**Supplied text**.

■ ■ ■ ■ ■ ■ ■

I really didn’t want to write about the current administration’s latest bullshit on blaming vaccines and Tylenol on “causing” autism. I’m reminded of the classic Simpsons episode “Treehouse of Horror VI,” where Lisa and Paul Anka sing to get the citizens of Springfield to defeat giant corporate attention-hungry monsters. I wish I could just ignore all of this and it would go away!
Unfortunately that’s not going to happen. Therapy clients have already asked me about the safety of taking SSRIs when pregnant. I’m certain this is going to come up.
And even if it doesn’t, it’s important to continue to call out how much this administration just hates women. As philosopher Kate Manne eloquently stated:
“I keep coming back to the fact that, for the likes of Trump and RFK and the MAHA movement as a whole, women’s suffering during pregnancy isn’t a bug. It’s a feature.”
We already don’t take women’s pain seriously. Up to 17% percent of pregnant people report pain during c-sections, possibly the only surgery performed where we just collectively shrug at the idea that approximately one out of every six human beings who experience this operation can feel, say, a scalpel cutting into muscle, or one’s organs being moved. As you can imagine, it’s even worse for women of color. One study found that women of color were more likely to experience a failure in pain medication during either vaginal delivery or c-sections and to have their pain taken less seriously by doctors compared to white women. Another, larger study of over 9,000 postpartum patients found that Black and Hispanic women reported significantly more pain and received less pain medication compared to non-Hispanic white women.

There is also a real danger that this is just the next horrible way the administration wants to police and harm women’s bodies, especially when those bodies are pregnant. Not to mention the ableism inherent in the notion that neurodivergence is something that needs to be eradicated in the first place, or that it’s better for a fetus to suffer neural tube defects (from an untreated fever) or for children to die from vaccine-preventable diseases than to (God-forbid) risk having a child with autism.
I wrote about the tenuous connection between Tylenol and conditions like ADHD and autism four years ago. My points still stand:
There is some pretty terrible historical context for (incorrectly) blaming mothers for concerns such as autism and schizophrenia in their children (see: the “refrigerator mother theory”). Even though no one is saying, “You’re a bad mother if you take Tylenol,” it’s the implicit message behind some recommendations that may fail to strike a balance between the concerns of one person (e.g., a pregnant person’s pain) with another (e.g., the future developmental outcomes for a fetus).

■ ■ ■ ■ ■ ■ ■

**Questions**.
• A. In the post on Tylenol and autism, how many postpartum patients were in the larger study on pain?
• B. Echo the post on Tylenol and autism word for word, starting with "Unfortunately that’s not" and going on through "to come up.".
The listing after this point is separate material and not part of the post.

Collected data entries
■ ■ ■ ■ ■ ■ ■

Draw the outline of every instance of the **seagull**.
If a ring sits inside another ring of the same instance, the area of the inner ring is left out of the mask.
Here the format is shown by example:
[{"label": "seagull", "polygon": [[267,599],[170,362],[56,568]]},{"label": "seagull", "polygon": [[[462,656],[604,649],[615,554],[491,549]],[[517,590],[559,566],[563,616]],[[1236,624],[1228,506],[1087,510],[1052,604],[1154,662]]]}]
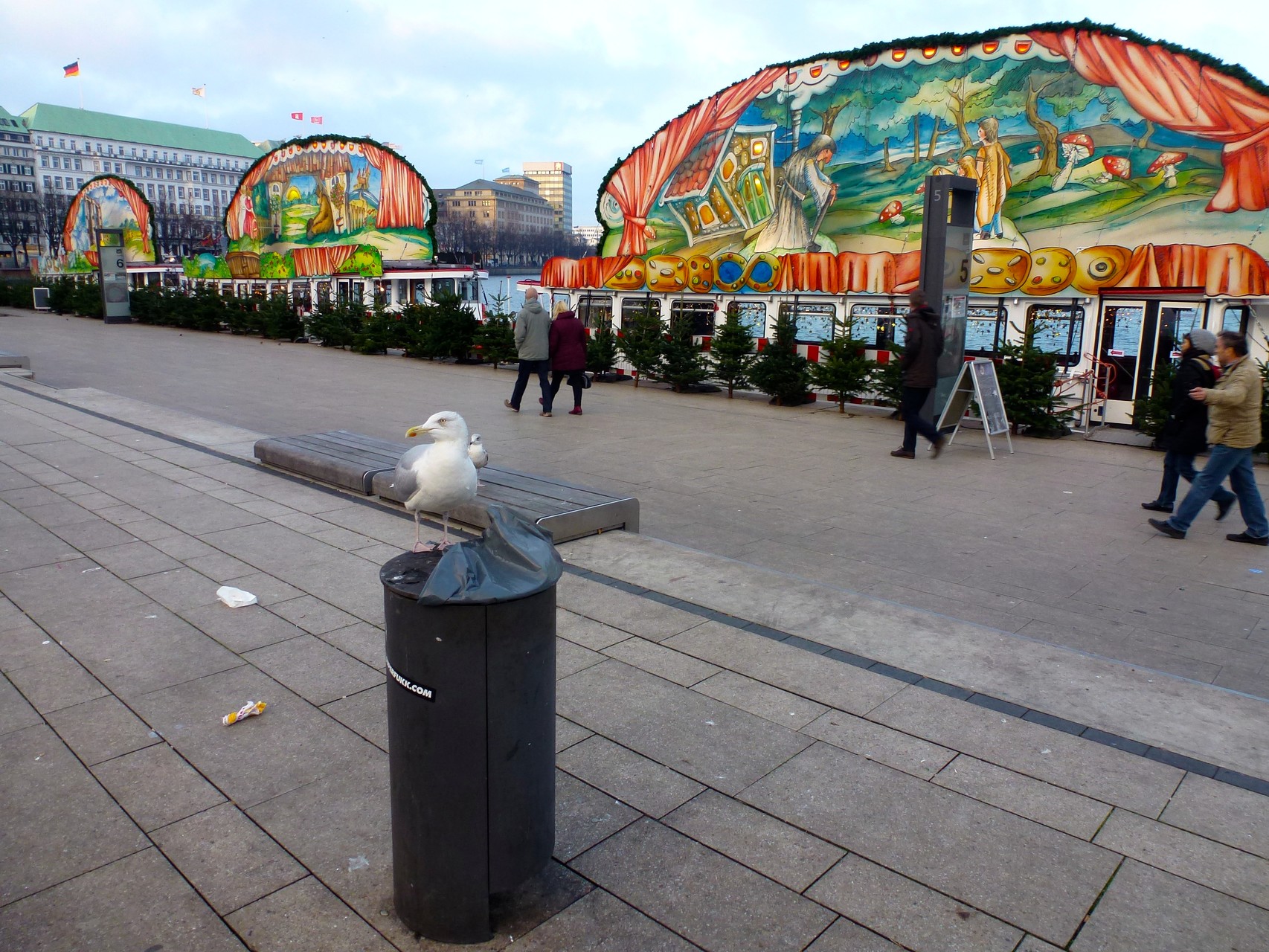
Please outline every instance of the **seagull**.
[{"label": "seagull", "polygon": [[[439,552],[449,541],[449,513],[476,500],[476,466],[468,456],[467,423],[453,410],[442,410],[421,426],[411,426],[410,439],[430,434],[431,443],[412,447],[401,454],[392,485],[405,496],[405,508],[414,513],[414,551]],[[439,543],[419,541],[419,513],[440,513],[444,537]]]},{"label": "seagull", "polygon": [[[485,444],[480,442],[478,433],[472,434],[472,442],[467,446],[467,456],[471,457],[472,466],[475,466],[477,470],[483,470],[486,466],[489,466],[489,451],[485,449]],[[476,473],[476,477],[478,480],[480,473]],[[477,487],[483,485],[485,485],[483,482],[476,484]]]}]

■ ■ ■ ■ ■ ■ ■

**Solved problems**.
• A. Over 9,000.

• B.
Unfortunately that’s not going to happen. Therapy clients have already asked me about the safety of taking SSRIs when pregnant. I’m certain this is going to come up.